* O que fazer: Transcreva sem nenhuma alteração o trecho do texto sobre doação de órgãos, começando em "A negativa familiar, aliada" e indo até "é um desafio.".

* Texto do documento:
A negativa familiar, aliada a falta de conhecimento sobre a irreversibilidade da morte encefálica, entre outras questões estão entre os principais motivos para que um órgão não seja doado no Brasil.

“Eu não quero pensar que meu pai morreu, sem falar que ele ainda está com o corpo quente em cima da cama”. Este é o relato de Rosângela R., que perdeu o pai de 87 anos por conta de um Acidente Vascular Cerebral (AVC). Mesmo com idade avançada ele poderia doar três órgãos, mas o destino dependeria da escolha da filha.

Apesar do aumento nos números de doações, o Brasil ainda está abaixo do esperado. Segundo o Ministério da Saúde, em 2016 foram 24.958 doações, alta de 5% em relação ao ano anterior. Mas apesar do crescimento, a resistência de doação de órgãos por parte das famílias ainda é um desafio.

* Dados extraídos:
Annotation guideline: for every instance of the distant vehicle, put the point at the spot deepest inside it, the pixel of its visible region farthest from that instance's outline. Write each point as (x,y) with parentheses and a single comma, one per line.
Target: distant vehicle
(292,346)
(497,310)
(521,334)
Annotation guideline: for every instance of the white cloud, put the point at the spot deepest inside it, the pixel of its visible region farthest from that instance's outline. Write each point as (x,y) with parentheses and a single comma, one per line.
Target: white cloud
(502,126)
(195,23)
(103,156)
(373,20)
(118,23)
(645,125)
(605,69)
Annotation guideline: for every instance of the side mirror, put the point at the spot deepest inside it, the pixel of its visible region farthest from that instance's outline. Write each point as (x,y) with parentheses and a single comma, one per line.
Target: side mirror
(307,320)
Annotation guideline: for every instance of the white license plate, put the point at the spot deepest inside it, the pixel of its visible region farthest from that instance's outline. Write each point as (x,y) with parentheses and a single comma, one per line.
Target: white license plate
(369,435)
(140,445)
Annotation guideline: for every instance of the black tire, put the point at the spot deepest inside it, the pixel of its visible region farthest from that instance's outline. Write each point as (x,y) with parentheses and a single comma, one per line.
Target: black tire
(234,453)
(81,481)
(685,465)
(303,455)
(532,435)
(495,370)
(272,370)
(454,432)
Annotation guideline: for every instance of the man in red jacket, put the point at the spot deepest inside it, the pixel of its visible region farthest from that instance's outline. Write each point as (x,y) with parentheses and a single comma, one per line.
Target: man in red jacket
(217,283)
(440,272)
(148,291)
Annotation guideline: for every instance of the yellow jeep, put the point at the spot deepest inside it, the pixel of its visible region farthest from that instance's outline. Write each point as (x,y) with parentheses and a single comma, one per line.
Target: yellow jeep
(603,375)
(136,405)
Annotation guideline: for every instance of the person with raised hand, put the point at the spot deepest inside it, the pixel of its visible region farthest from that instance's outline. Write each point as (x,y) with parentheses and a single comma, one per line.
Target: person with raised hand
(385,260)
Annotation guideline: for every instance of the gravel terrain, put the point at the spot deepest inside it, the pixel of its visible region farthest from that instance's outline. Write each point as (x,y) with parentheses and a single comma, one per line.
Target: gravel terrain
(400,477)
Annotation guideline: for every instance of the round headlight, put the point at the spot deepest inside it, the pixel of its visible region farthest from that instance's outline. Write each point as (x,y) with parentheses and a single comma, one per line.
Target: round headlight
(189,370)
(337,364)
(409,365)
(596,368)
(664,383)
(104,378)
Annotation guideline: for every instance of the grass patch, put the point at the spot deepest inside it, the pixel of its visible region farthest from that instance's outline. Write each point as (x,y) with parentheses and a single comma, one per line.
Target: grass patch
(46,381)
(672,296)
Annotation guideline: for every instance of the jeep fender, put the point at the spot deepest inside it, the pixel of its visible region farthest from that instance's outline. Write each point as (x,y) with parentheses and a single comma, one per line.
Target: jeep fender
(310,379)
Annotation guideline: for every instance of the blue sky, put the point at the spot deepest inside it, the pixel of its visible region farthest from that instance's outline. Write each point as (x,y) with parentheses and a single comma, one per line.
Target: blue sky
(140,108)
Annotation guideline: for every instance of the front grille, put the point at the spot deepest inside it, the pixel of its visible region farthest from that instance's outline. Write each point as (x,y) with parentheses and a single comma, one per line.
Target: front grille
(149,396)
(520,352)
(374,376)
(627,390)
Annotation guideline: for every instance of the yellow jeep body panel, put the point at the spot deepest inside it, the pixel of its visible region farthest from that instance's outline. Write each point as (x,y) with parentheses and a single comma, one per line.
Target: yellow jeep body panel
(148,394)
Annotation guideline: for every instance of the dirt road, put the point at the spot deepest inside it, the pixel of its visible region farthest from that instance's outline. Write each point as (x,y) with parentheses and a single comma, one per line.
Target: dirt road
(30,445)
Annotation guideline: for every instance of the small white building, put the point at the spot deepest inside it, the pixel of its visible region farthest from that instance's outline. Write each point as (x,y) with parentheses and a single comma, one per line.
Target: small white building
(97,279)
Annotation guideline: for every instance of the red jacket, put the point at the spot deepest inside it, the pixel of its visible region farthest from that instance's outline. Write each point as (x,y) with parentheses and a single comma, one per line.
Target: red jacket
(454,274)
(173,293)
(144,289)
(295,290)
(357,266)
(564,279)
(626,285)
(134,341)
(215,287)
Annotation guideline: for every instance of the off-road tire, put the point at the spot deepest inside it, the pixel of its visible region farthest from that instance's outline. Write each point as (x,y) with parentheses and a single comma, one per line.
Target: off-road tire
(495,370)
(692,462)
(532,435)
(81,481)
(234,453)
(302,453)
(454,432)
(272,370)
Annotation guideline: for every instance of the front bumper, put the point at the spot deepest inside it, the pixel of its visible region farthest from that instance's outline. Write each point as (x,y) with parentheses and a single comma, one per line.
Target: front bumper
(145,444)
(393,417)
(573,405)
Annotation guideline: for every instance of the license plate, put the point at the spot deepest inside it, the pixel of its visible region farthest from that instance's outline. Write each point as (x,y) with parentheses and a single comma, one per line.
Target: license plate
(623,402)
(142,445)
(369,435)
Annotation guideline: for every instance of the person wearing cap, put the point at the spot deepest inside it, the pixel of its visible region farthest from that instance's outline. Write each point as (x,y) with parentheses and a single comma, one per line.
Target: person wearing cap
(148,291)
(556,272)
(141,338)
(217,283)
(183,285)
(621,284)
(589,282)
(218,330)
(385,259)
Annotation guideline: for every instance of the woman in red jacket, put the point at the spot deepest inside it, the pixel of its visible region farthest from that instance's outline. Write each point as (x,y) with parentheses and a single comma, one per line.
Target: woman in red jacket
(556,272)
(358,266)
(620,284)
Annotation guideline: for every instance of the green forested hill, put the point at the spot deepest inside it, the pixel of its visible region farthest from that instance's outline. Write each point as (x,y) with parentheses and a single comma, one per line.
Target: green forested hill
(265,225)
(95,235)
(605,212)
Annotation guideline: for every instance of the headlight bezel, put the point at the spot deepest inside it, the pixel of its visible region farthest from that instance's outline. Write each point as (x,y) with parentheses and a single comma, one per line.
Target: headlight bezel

* Resolução do exercício:
A negativa familiar, aliada a falta de conhecimento sobre a irreversibilidade da morte encefálica, entre outras questões estão entre os principais motivos para que um órgão não seja doado no Brasil.

“Eu não quero pensar que meu pai morreu, sem falar que ele ainda está com o corpo quente em cima da cama”. Este é o relato de Rosângela R., que perdeu o pai de 87 anos por conta de um Acidente Vascular Cerebral (AVC). Mesmo com idade avançada ele poderia doar três órgãos, mas o destino dependeria da escolha da filha.

Apesar do aumento nos números de doações, o Brasil ainda está abaixo do esperado. Segundo o Ministério da Saúde, em 2016 foram 24.958 doações, alta de 5% em relação ao ano anterior. Mas apesar do crescimento, a resistência de doação de órgãos por parte das famílias ainda é um desafio.